# SOURCE PASSAGE
======

I thought I knew Damien Hirst. The one who puts dead animals in formaldehyde. Made a skull of diamonds. Did some things with coloured dots. Made me think: "Modern art? Rubbish. Anyone could do that." Well, turns out I was wrong. The current Tate Modern retrospective has changed my mind - and made me something of a fan in the process.
We begin with those dots accompanied by some similarly coloured pots and pans. The roots of his iconic work, yes, and a little underwhelming but soon it starts to make more sense.
I studied biology before preferring more creative endeavours and his exploration of science nature, and humanity to some extent, through art, made perfect sense to me in a way I hadn't seen in his work until now.
In the second room the dots take on an almost scientific appearance. Clinical in their uniformity and looking a bit like lab test results.
Thankfully I hadn't got Hirst completely wrong; some of his work can still be audacious. It leaves you feeling uncomfortable, like 'A Thousand Years' where maggots hatch, become flies, feed off a rotting cows head and either become electrocuted or get to complete their natural life cycle in this artificial setting.
It, literally, stank but there is something fascinating and almost educational about it. We forget about things of wonder like how a caterpillar turns into a butterfly but he devotes a whole room to its magic. In 'In and Out of Love' you enter a humid environment filled with plants while chrysalises hang on canvases and butterflies float about you, and onto you, as we found on leaving when we had to liberate an inadvertent stowaway.
Then it's straight into another land, resembling a pharmacy. The "Is this art?" thought pops into your head when you think that you can walk down your high street and see similar but by putting it in a gallery it challenges your take on modern medicine. When you're overwhelmed by boxes and jars of pills and potions you consider the time, energy and money that goes into preserving life when, as Hirst says, "they're going to die anyway." This is particularly powerful following the rooms of played out-life cycles and leaves you thinking about hope and futility and where human beings fit into it all. It's a deeper message than I ever imagined taking from his art.
Some of Hirst's earlier medicine cabinets brought back memories, seeing the old packaging for things like Optrex eye wash. Yes, you can think that anyone could do this and you had a cabinet just like it at home in the '80s but as my companion R pointed out, no one else had done it. It preserves a moment in time. Plus all the cabinets were arranged around ailments of the body and wittily named, like 1989's 'No Feelings', full of painkillers.
I'd wager most people have seen pictures of Hirst's animals preserved in tanks. Mark Hix recently commissioned one for his new restaurant, Tramshed, so his diners can enjoy a preserved cow with a cockerel sat atop, while they eat their beef or chicken.
I really didn't get them. I'd thought them a bit sensational but then I hadn't seen one in the flesh. Until you're up close I don't think you can appreciate the work that must have gone into it. Take 'The Physical Impossibility of Death in the Mind of Someone Living'. This is the one of the open-mouthed shark, suspended in formaldehyde. Big scary shark. So what? But it is perfectly preserved in the clearest liquid and looks as though it's magically floating in mid aid, which must have taken some doing.

======

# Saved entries
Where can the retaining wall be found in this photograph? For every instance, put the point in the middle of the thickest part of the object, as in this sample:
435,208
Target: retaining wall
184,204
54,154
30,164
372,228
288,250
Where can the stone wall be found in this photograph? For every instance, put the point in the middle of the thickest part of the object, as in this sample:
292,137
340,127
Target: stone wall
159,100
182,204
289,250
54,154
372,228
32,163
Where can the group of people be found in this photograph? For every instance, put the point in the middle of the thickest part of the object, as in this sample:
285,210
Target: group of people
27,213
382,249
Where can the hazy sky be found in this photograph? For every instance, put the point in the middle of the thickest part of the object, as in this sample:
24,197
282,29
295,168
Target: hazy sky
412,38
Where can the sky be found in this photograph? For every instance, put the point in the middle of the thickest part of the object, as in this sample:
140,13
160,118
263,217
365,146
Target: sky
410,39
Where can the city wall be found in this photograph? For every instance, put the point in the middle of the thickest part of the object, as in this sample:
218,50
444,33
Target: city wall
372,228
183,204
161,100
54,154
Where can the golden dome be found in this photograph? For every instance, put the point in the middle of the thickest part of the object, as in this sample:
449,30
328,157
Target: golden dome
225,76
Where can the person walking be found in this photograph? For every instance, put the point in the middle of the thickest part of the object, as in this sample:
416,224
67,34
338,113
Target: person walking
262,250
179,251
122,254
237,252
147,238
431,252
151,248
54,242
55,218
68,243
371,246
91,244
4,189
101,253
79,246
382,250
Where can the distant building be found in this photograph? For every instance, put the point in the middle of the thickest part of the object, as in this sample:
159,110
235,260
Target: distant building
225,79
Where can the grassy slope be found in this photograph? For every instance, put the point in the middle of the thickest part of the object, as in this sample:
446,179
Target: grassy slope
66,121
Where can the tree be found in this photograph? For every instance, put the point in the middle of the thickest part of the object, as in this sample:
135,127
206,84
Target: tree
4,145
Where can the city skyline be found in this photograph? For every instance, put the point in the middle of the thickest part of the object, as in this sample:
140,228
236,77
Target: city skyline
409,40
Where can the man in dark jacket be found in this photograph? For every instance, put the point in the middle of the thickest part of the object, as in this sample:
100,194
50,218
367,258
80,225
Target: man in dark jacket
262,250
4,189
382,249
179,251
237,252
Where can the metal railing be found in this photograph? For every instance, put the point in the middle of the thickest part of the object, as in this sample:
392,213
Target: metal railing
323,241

======

In the Hirst retrospective review, what is the name of Mark Hix's new restaurant? Please answer in a few words.

# RESPONSE BELOW
Tramshed